▶ _Information supplied_:

* BEGIN *

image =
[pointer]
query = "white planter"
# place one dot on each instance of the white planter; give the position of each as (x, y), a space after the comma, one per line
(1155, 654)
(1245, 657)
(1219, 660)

* END *
* BEGIN *

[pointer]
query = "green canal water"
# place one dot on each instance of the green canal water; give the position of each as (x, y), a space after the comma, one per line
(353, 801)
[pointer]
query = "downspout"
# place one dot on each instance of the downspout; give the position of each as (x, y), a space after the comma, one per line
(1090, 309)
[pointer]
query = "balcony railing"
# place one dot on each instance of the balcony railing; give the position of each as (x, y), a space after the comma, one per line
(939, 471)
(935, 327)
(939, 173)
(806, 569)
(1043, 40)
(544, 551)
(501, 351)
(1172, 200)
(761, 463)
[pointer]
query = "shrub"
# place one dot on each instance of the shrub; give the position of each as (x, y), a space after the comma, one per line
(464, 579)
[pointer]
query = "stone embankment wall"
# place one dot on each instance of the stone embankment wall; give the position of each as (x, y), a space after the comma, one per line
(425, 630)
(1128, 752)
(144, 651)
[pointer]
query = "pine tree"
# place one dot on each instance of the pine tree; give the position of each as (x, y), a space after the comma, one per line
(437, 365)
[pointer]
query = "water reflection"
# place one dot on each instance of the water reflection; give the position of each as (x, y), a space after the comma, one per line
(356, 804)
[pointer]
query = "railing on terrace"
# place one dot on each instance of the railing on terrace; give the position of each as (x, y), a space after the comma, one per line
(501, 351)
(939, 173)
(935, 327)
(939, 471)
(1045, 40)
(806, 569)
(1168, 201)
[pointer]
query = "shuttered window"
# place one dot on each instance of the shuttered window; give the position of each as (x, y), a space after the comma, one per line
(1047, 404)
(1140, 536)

* END *

Locate every line in the records above that contains the string "shrub" and copy each of those lines, treating uppercase and lowercase as different.

query = "shrub"
# place one dot on each instance of the shrub; give the position of each as (x, y), a space after the comma, one per line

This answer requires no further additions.